◆ **WHAT THE TASK ASKS**: Extract every line of the material below that contains the word "black".

>> start EXERCISE MATERIAL

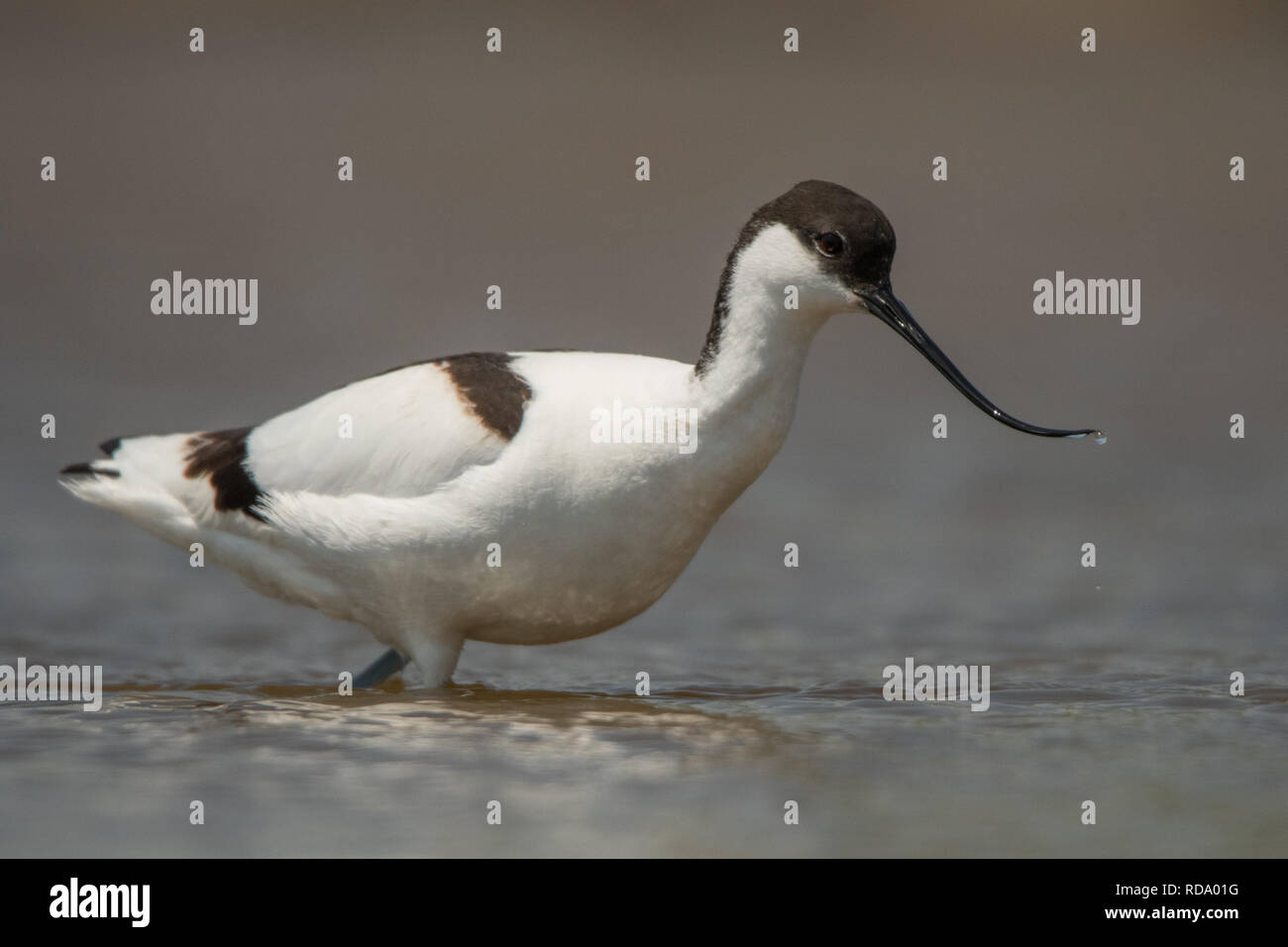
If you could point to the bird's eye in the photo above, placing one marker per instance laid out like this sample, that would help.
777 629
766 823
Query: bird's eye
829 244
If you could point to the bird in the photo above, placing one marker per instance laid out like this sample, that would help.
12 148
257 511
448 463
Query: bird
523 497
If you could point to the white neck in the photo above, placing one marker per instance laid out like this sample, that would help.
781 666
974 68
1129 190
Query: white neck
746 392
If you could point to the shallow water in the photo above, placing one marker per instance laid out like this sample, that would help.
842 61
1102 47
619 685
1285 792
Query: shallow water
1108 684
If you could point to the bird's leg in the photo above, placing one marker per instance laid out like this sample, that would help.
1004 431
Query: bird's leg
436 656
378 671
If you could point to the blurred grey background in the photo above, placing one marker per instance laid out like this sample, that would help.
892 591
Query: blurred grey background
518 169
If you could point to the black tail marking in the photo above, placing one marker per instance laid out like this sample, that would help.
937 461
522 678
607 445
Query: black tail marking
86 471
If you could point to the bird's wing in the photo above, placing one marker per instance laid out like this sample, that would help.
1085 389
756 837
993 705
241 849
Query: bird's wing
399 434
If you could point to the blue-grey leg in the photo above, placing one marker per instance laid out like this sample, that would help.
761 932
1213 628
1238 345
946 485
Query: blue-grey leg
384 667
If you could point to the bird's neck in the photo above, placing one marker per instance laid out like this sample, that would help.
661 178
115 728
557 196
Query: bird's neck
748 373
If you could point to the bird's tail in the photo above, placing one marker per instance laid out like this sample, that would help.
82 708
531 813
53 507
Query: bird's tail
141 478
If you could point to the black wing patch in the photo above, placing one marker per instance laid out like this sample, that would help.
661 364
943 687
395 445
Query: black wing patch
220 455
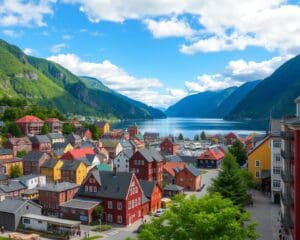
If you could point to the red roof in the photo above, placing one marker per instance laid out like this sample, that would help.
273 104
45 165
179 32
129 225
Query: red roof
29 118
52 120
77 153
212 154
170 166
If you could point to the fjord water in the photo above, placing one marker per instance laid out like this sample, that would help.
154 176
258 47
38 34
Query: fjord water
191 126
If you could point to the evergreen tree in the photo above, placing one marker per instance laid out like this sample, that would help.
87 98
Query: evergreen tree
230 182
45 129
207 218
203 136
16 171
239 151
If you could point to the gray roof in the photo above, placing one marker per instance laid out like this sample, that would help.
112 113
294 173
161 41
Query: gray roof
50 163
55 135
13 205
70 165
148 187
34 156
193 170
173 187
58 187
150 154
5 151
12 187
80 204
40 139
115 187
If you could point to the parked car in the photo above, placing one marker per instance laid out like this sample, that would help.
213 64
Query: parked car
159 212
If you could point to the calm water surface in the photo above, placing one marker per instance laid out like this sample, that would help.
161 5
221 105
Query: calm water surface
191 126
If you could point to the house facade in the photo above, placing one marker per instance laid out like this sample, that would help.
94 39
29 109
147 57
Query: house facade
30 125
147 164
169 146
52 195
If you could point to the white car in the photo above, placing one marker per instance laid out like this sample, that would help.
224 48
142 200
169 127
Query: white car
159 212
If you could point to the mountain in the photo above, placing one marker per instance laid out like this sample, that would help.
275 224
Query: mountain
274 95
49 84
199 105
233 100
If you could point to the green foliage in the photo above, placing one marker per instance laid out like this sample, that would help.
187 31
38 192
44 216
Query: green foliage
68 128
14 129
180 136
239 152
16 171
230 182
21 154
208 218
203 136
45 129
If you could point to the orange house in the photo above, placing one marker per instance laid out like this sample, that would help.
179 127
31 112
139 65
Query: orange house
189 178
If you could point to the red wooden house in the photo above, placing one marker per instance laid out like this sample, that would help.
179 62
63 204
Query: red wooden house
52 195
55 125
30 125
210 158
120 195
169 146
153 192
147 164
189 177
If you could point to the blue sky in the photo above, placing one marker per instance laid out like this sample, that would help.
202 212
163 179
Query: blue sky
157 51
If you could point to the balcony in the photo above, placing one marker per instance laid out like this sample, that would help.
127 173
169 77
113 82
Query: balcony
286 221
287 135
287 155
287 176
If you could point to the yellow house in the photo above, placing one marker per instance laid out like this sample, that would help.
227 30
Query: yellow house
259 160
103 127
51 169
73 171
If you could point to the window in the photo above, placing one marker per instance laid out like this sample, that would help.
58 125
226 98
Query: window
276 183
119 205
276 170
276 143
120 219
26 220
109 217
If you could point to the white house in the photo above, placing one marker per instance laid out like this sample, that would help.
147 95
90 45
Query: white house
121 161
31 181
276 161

>> end EXERCISE MATERIAL
>> start EXERCISE MATERIAL

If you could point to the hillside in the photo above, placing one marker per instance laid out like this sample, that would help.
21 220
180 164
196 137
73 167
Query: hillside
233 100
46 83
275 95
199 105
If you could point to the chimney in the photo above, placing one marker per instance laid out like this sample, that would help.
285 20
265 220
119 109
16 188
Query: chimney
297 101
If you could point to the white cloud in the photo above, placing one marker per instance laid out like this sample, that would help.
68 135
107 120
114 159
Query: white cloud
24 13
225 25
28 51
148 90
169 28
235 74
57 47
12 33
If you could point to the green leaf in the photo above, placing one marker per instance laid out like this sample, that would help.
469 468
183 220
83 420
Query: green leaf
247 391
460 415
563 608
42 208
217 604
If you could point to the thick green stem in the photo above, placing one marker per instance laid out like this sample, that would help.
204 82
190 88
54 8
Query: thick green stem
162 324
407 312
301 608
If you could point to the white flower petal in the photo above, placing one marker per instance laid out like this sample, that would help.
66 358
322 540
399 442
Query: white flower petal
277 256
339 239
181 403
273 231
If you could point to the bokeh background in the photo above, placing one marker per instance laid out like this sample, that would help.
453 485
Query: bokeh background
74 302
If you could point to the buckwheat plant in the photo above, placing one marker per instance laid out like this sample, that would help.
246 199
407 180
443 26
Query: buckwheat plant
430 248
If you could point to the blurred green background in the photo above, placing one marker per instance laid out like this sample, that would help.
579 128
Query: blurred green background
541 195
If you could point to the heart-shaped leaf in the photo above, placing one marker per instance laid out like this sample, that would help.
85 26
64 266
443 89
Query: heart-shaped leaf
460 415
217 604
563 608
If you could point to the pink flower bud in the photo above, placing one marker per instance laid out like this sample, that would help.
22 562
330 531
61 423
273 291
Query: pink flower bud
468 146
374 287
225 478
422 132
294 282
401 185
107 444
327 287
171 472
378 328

>> end EXERCISE MATERIAL

◆ **EXERCISE ANSWER**:
If you could point to the black tail marking in the photo above, placing one marker per instance laid out like this sample, that would help.
Query: black tail marking
If you could point to the black wing patch in the photo above, placing one marker per instance laid out like this sample, that would help.
Query: black wing patch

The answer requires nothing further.